Young man's innovation may be the next big thing

By Matt Boxler

Next time one of your kids asks for 20 bucks, don’t ask questions … just reach into your wallet and fork it over.

That’s what Stanley Len did when his 23-year-old son Brian emerged from the garage a couple years ago, a little dusty and dirty, but with the proverbial light bulb shining above his head. Little did dad know that Brian would parley that $20 into a budding ski industry revolution.

Brian took the $20 to a local craft store and bought some clay. Then he went to nearby Willard Mountain (Easton, N.Y.), where as a pre-teen he competed on the ski racing team and the Star Program, and managed to collect a handful of used skis and boots at no cost. Back in his aptly located Mechanicville, N.Y. garage, he built a prototype of his brainchild … the Sky Skater.

As of press time for this issue of Snow East, U.S. and global (PCT) patents have been filed, enterprising investors are in discussion with the Lens, and product development teams from both Head and Atomic are reviewing the potential of Brian’s new ski system.

*EXTRACTED DATA*
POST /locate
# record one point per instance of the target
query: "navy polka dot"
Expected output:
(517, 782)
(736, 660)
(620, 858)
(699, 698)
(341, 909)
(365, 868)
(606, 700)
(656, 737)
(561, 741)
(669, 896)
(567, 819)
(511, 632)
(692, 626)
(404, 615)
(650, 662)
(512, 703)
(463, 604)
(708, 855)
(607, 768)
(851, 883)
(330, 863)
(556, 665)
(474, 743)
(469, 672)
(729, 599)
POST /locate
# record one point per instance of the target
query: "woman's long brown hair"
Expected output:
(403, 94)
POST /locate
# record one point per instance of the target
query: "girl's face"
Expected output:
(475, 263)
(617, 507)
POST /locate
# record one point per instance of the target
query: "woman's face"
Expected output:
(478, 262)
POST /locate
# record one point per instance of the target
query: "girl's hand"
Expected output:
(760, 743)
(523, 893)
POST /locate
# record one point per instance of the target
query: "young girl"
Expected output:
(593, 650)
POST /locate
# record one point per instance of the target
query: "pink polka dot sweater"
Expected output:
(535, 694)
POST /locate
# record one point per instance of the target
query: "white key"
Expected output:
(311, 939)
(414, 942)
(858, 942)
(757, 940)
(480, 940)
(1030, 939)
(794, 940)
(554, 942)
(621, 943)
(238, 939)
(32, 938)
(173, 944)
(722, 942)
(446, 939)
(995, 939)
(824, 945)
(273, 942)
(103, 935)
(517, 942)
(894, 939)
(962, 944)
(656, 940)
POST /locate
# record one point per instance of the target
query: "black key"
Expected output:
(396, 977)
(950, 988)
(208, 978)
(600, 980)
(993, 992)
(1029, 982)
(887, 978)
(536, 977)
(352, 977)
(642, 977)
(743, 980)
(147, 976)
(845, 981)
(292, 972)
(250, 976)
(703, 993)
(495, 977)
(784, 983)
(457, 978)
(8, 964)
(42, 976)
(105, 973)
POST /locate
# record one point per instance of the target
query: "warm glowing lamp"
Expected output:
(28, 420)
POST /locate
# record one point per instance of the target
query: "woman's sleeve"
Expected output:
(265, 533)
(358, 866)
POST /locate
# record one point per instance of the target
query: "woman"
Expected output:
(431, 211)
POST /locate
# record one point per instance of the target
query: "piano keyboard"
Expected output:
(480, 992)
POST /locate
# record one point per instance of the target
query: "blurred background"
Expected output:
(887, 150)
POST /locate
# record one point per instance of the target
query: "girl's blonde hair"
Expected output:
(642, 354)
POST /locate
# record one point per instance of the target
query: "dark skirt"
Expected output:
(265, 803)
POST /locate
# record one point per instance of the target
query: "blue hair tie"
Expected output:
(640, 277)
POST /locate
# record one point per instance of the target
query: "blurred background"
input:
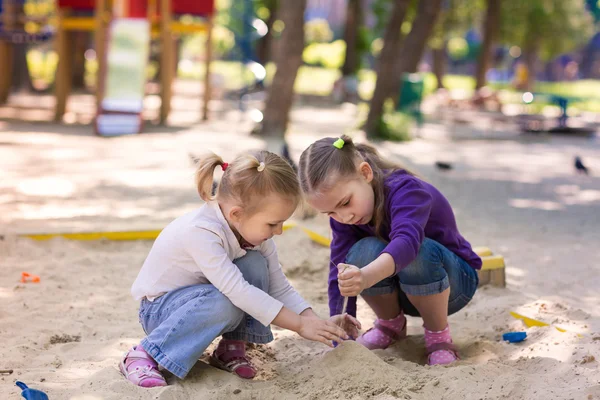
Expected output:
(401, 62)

*THE TASKS*
a) Reproduce the article about Brian Len's Sky Skater word for word.
b) Identify each line in the entries that contains the string "polka", treating uppercase and lowercase as different.

*TASK-BY-TASK OUTPUTS*
a)
Young man's innovation may be the next big thing

By Matt Boxler

Next time one of your kids asks for 20 bucks, don’t ask questions … just reach into your wallet and fork it over.

That’s what Stanley Len did when his 23-year-old son Brian emerged from the garage a couple years ago, a little dusty and dirty, but with the proverbial light bulb shining above his head. Little did dad know that Brian would parley that $20 into a budding ski industry revolution.

Brian took the $20 to a local craft store and bought some clay. Then he went to nearby Willard Mountain (Easton, N.Y.), where as a pre-teen he competed on the ski racing team and the Star Program, and managed to collect a handful of used skis and boots at no cost. Back in his aptly located Mechanicville, N.Y. garage, he built a prototype of his brainchild … the Sky Skater.

As of press time for this issue of Snow East, U.S. and global (PCT) patents have been filed, enterprising investors are in discussion with the Lens, and product development teams from both Head and Atomic are reviewing the potential of Brian’s new ski system.

b)
query: "navy polka dot"
query: "pink polka dot sweater"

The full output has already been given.